### REQUIREMENT
Copy the following material line for line, keeping every character unchanged.

....

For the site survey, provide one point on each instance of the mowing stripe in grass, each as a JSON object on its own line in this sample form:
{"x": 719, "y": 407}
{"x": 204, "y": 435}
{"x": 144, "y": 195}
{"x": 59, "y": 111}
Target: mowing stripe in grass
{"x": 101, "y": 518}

....

### RESULT FOR THIS TASK
For the site survey, provide one point on each instance of the mowing stripe in grass, each as a JSON object on its own line in this sample form:
{"x": 719, "y": 407}
{"x": 204, "y": 435}
{"x": 144, "y": 195}
{"x": 59, "y": 111}
Target: mowing stripe in grass
{"x": 101, "y": 518}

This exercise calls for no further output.